_Travail demandé_:
**a)** Transcrivez fidèlement le passage du texte sur l'ethnocentrisme, depuis « Le cas qui nous » jusqu'à « battus du néocolonialisme. ».
**b)** Dans le texte sur l'ethnocentrisme, condensez sous forme de liste le paragraphe qui commence par « Le cas qui nous occupe ici » en conservant ses faits principaux.
**c)** Prolongez le texte sur l'ethnocentrisme en reprenant juste après sa dernière phrase.

_Extrait du texte_:
····················

Une des caractéristiques de l’ethnocentrisme est l’incapacité à envisager que la vérité puisse exister en dehors des cadres interprétatifs sur lesquels s’appuie son jugement. Celui-la peut aller d’un aspect conservateur, voire réactionnaire et néocolonialiste à un jugement en apparence guidé par la prudence et l’esprit rationnel – mais d’une indéniable coloration scientiste.
Le cas qui nous occupe ici est intéressant à plus d’un titre puisqu’il met en rapport sciences ‘dures’ – à savoir réputés objectives et inattaquables quant à leur adéquation à la réalité – et sciences humaines – dont le déclin irréversible de l’humanisme remettrait en question la validité. D’autre part, nous retrouvons sous la guise de l’ethnocentrisme ce que nous avons abordé à plusieurs reprises dans ces « Feuillets africains » : la superbe occidentale lorsqu’il est question d’appréhender l’Afrique en sortant des chemins battus du néocolonialisme.

····················

_Informations fournies_:
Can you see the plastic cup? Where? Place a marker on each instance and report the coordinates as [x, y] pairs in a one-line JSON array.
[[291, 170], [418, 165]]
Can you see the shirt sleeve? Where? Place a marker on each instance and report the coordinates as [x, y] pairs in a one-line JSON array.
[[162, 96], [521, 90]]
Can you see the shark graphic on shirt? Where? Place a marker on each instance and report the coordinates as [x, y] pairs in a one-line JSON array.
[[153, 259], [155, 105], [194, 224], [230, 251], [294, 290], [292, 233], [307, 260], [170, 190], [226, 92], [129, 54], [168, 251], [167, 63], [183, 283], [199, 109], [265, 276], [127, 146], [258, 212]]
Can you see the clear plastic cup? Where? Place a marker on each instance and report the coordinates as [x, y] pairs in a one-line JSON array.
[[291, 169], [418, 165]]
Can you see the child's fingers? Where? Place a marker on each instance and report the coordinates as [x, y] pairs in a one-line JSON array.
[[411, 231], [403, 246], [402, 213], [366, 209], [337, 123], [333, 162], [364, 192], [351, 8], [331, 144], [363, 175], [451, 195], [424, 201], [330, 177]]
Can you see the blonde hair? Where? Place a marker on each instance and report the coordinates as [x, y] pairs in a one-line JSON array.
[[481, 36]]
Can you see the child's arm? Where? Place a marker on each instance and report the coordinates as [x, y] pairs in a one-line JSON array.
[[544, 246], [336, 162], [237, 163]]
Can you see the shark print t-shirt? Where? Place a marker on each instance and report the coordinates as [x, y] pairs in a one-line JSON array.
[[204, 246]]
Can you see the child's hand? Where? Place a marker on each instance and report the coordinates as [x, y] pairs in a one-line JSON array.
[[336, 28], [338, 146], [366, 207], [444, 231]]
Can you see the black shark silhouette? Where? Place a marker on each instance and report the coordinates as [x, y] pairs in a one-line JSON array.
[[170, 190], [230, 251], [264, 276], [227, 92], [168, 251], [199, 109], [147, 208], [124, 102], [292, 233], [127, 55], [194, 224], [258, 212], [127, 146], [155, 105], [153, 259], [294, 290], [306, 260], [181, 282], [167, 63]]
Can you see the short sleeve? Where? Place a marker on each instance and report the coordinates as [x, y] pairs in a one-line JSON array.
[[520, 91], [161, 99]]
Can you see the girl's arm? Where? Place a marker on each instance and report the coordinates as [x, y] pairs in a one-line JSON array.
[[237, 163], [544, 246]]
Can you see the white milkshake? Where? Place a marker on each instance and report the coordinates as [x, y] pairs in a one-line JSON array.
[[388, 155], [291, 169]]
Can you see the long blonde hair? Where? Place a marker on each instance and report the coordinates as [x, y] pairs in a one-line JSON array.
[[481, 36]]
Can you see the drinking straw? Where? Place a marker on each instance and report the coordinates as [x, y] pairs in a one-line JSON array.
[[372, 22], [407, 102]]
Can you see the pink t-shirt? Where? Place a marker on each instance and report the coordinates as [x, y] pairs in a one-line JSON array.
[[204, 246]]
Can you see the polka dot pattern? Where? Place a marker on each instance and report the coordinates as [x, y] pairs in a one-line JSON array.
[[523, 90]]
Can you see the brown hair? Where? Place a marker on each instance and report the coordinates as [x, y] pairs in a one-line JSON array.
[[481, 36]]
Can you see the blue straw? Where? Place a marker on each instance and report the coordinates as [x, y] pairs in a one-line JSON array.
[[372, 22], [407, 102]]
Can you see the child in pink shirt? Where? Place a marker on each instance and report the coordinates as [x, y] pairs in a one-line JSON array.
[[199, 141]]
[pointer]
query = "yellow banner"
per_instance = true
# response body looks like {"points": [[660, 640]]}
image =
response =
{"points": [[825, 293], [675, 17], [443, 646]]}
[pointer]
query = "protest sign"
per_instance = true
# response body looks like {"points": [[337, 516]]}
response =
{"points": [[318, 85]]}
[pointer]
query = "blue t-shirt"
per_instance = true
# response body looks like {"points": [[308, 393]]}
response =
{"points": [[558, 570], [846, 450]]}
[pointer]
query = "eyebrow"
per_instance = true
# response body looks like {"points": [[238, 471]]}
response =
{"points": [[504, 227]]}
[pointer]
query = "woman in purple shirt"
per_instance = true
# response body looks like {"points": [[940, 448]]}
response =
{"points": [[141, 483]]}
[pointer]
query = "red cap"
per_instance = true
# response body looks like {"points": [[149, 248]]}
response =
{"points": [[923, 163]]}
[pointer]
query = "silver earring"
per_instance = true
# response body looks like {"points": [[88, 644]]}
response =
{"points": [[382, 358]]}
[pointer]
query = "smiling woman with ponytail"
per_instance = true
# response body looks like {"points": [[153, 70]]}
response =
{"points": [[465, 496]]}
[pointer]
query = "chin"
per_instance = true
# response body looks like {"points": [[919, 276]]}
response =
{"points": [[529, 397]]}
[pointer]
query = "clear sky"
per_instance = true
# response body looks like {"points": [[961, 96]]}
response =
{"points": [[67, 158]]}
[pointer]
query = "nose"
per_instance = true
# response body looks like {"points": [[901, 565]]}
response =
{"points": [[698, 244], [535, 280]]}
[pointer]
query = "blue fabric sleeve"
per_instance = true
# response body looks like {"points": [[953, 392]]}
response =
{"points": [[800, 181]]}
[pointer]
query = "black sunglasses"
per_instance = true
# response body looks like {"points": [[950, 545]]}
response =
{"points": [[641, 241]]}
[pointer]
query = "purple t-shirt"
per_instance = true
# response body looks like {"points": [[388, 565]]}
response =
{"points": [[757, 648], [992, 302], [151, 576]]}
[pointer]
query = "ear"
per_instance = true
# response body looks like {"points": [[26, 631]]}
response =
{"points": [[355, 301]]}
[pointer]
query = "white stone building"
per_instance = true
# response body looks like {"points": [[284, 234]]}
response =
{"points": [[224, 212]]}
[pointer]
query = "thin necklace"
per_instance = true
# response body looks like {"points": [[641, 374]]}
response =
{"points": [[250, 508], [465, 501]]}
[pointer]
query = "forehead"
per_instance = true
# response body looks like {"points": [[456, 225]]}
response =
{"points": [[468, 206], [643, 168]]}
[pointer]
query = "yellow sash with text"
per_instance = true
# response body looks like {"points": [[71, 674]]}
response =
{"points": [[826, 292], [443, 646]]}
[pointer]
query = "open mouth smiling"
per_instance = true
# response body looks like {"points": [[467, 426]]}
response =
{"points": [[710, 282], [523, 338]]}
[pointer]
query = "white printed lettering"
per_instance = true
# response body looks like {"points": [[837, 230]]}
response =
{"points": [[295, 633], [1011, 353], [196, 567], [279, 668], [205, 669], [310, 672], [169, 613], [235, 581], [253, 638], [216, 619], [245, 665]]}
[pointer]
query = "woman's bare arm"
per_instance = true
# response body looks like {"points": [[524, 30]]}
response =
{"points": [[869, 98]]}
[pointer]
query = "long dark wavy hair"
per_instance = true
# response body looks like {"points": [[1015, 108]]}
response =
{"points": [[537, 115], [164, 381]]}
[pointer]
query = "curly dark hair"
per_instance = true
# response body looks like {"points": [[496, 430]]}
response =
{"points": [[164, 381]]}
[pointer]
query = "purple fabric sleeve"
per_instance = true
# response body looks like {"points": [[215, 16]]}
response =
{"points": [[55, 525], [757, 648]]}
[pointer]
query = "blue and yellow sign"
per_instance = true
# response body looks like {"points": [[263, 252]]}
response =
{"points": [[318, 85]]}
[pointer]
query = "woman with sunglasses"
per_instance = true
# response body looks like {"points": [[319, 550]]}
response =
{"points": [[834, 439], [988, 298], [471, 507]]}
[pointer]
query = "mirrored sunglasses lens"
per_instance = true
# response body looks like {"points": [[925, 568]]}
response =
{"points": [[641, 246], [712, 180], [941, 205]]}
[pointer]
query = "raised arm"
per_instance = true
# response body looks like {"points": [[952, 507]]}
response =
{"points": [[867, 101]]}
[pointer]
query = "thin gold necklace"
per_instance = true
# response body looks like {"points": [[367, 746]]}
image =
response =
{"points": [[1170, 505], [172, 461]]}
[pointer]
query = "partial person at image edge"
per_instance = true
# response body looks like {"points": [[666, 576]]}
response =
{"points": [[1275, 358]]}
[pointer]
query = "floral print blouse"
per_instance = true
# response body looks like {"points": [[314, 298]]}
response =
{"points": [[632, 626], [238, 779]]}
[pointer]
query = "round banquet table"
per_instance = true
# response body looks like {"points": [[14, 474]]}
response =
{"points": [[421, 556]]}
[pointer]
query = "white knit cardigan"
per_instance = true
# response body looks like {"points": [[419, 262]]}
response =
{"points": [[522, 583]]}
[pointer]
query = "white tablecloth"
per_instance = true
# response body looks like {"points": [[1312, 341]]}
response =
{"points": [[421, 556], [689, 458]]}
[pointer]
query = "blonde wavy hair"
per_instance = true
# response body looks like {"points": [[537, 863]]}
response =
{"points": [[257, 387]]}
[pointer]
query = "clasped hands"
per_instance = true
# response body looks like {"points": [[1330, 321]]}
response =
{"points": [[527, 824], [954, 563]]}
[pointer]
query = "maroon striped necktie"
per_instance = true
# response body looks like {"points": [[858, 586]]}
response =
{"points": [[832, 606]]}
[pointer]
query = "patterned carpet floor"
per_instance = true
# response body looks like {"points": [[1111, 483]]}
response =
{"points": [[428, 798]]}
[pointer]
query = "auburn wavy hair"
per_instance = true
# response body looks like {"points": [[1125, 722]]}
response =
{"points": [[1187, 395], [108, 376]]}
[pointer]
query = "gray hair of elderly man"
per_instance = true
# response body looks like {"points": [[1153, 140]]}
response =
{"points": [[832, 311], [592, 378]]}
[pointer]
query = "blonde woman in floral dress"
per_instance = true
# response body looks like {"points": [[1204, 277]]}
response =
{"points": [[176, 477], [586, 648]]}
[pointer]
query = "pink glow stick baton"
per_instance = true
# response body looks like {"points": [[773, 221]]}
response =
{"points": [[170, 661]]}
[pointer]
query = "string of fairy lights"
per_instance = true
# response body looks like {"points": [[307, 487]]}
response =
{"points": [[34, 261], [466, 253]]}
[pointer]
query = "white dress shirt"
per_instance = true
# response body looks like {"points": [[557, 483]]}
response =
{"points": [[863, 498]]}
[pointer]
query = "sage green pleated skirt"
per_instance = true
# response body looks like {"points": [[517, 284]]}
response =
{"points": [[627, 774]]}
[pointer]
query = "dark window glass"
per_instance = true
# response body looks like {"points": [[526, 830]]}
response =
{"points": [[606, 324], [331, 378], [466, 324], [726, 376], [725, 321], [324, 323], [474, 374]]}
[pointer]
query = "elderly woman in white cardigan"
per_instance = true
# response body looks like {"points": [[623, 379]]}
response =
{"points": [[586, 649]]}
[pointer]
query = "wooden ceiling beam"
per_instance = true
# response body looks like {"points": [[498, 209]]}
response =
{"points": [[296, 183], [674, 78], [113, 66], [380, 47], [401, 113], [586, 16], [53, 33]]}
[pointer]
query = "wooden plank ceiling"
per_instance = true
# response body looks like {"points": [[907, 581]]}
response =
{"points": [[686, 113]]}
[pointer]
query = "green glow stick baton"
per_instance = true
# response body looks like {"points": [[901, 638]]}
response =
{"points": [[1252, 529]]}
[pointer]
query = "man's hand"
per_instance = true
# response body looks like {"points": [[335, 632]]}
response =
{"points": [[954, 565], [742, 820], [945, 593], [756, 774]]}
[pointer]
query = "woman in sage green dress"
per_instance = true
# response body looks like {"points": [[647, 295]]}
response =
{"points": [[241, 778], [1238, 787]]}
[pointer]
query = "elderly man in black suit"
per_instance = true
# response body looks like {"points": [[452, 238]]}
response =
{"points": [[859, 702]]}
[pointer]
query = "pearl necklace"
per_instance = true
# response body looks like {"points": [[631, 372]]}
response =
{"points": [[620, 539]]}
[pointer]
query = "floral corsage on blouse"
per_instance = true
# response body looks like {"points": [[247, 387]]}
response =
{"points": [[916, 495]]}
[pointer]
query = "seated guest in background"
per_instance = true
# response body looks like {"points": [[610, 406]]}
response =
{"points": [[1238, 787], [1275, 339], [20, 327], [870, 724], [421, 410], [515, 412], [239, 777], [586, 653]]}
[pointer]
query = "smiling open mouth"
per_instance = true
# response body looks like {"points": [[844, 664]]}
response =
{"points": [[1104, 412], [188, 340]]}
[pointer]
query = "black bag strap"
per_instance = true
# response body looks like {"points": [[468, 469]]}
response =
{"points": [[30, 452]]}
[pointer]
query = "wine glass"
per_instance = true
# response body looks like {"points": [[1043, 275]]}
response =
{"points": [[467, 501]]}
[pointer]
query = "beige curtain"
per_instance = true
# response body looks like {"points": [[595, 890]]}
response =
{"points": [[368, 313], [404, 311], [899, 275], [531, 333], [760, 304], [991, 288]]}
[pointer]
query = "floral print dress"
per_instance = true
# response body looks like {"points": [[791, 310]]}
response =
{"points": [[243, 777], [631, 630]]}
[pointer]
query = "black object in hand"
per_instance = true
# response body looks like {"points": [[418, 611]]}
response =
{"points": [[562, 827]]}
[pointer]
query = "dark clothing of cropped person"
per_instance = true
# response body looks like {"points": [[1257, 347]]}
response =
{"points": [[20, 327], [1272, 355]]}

····················

_Réponses fournies_:
**a)**
Le cas qui nous occupe ici est intéressant à plus d’un titre puisqu’il met en rapport sciences ‘dures’ – à savoir réputés objectives et inattaquables quant à leur adéquation à la réalité – et sciences humaines – dont le déclin irréversible de l’humanisme remettrait en question la validité. D’autre part, nous retrouvons sous la guise de l’ethnocentrisme ce que nous avons abordé à plusieurs reprises dans ces « Feuillets africains » : la superbe occidentale lorsqu’il est question d’appréhender l’Afrique en sortant des chemins battus du néocolonialisme.

**b)**
- Le cas étudié met en rapport deux types de sciences :
  - les sciences « dures », réputées objectives et inattaquables quant à leur adéquation à la réalité ;
  - les sciences humaines, dont la validité serait remise en question par le déclin irréversible de l'humanisme.
- L'ethnocentrisme y recouvre un thème déjà abordé à plusieurs reprises dans les « Feuillets africains » : la superbe occidentale lorsqu'il s'agit d'appréhender l'Afrique hors des chemins battus du néocolonialisme.

**c)**
On doit aux ethnologues Marcel Griaule et Germaine Dieterlen le retour et le début de l’effacement d’un impensé de la culture occidentale, depuis l’époque romaine, selon lequel l’Afrique a disparu des cartes mentales depuis que la triade Asie-Lybie-Europe a été remplacée par l’opposition dyadique Orient-Occident. L’Afrique s’est fondue dans l’Orient fourre-tout de l’imaginaire pour ne réapparaître qu’à l’époque moderne, notamment chez les ethnologues.
Ainsi Marcel Griaule et Germaine Dieterlen ont-ils rendu célèbres les Dogons – et réciproquement – ce peuple installé depuis le XIVe siècle au Mali pour éviter l’islamisation et dont l’animisme s’appuie sur une mythologie et une cosmogonie riches et complexes.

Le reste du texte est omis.